Durante quase duas horas, o jesuíta falou sobre o papel das universidades jesuítas na contemporaneidade.
Adolfo Nicolás (foto) é espanhol e ingressou na Companhia de Jesus, em 1953. Tem um jeito discreto de ser e agir. Vestido todo de preto e com um discurso impresso em português, Nicolás
se desculpou por não falar o idioma do Brasil e pelo seu sotaque
espanhol antes de iniciar seu discurso. Durante sua fala, o Superior
Geral chamou atenção, entre outros aspectos, para o papel da
universidade em uma sociedade tecnocientífica, para os desafios da
formação humanística e para a importância do diálogo inter-religioso. A
apresentação intitulada A colaboração de jesuítas e leigos nas
universidades confiadas à Companhia de Jesus: o diálogo entre o
humanismo evangélico e o humanismo tecnocientífico ocorreu no final da tarde da quarta-feira, 18-07-2013, no saguão da Biblioteca da Unisinos, em São Leopoldo.
Nicolás cursou Teologia em Tókio, onde se ordenou sacerdote em 1967.
Em seguida estudou Semiologia na Pontifícia Universidade Gregoriana –
PUG, concluindo os estudos em 1971. Foi professor de Teologia dos Sacramentos na Universidade de Sofia, em Tóquio, entre 1971 e 2002. No ano de 1993 foi superior provincial da Província da Companhia de Jesus no Japão,
cargo que ocupou até a 1999. A partir de 2004 foi o responsável pela
Conferência dos Provinciais da Ásia Oriental e Oceania até 2007. Desde
2008 é o Superior Geral da Companhia de Jesus.

▸ **Tarefa 1**:
Repita tal e qual as entradas, começando pela linha que contém "Please mark the antenna" e indo até a última entrada, com as duas pontas incluídas.

▸ **Entradas do exercício**:
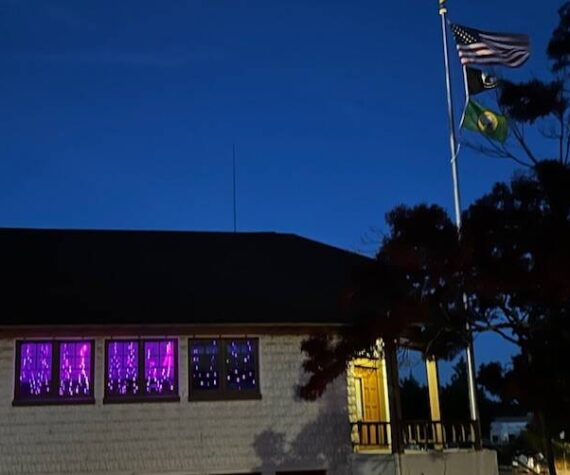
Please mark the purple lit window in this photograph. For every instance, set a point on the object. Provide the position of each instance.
(224, 369)
(54, 371)
(75, 369)
(159, 367)
(35, 379)
(205, 365)
(122, 368)
(241, 364)
(141, 369)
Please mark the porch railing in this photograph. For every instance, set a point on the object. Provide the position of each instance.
(373, 434)
(420, 434)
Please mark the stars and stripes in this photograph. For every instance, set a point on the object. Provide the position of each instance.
(480, 47)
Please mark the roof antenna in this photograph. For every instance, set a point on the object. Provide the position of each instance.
(234, 187)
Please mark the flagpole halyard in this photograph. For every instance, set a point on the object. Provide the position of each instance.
(472, 388)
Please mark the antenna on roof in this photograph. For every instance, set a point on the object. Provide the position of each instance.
(234, 186)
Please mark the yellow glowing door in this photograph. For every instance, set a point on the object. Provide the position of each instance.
(368, 379)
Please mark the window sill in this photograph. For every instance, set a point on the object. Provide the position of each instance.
(239, 396)
(53, 402)
(140, 399)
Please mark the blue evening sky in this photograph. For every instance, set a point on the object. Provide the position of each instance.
(123, 114)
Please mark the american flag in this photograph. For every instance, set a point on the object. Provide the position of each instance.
(480, 47)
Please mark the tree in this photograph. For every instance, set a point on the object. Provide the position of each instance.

▸ **Tarefa 2**:
Transcreva, do começo ao fim e sem mudar nada, o texto sobre Adolfo Nicolás.

▸ **Resposta 1**:
Please mark the antenna on roof in this photograph. For every instance, set a point on the object. Provide the position of each instance.
(234, 186)
Please mark the yellow glowing door in this photograph. For every instance, set a point on the object. Provide the position of each instance.
(368, 379)
Please mark the window sill in this photograph. For every instance, set a point on the object. Provide the position of each instance.
(239, 396)
(53, 402)
(140, 399)
Please mark the blue evening sky in this photograph. For every instance, set a point on the object. Provide the position of each instance.
(123, 114)
Please mark the american flag in this photograph. For every instance, set a point on the object. Provide the position of each instance.
(480, 47)
Please mark the tree in this photograph. For every instance, set a point on the object. Provide the position of each instance.

▸ **Resposta 2**:
Durante quase duas horas, o jesuíta falou sobre o papel das universidades jesuítas na contemporaneidade.
Adolfo Nicolás (foto) é espanhol e ingressou na Companhia de Jesus, em 1953. Tem um jeito discreto de ser e agir. Vestido todo de preto e com um discurso impresso em português, Nicolás
se desculpou por não falar o idioma do Brasil e pelo seu sotaque
espanhol antes de iniciar seu discurso. Durante sua fala, o Superior
Geral chamou atenção, entre outros aspectos, para o papel da
universidade em uma sociedade tecnocientífica, para os desafios da
formação humanística e para a importância do diálogo inter-religioso. A
apresentação intitulada A colaboração de jesuítas e leigos nas
universidades confiadas à Companhia de Jesus: o diálogo entre o
humanismo evangélico e o humanismo tecnocientífico ocorreu no final da tarde da quarta-feira, 18-07-2013, no saguão da Biblioteca da Unisinos, em São Leopoldo.
Nicolás cursou Teologia em Tókio, onde se ordenou sacerdote em 1967.
Em seguida estudou Semiologia na Pontifícia Universidade Gregoriana –
PUG, concluindo os estudos em 1971. Foi professor de Teologia dos Sacramentos na Universidade de Sofia, em Tóquio, entre 1971 e 2002. No ano de 1993 foi superior provincial da Província da Companhia de Jesus no Japão,
cargo que ocupou até a 1999. A partir de 2004 foi o responsável pela
Conferência dos Provinciais da Ásia Oriental e Oceania até 2007. Desde
2008 é o Superior Geral da Companhia de Jesus.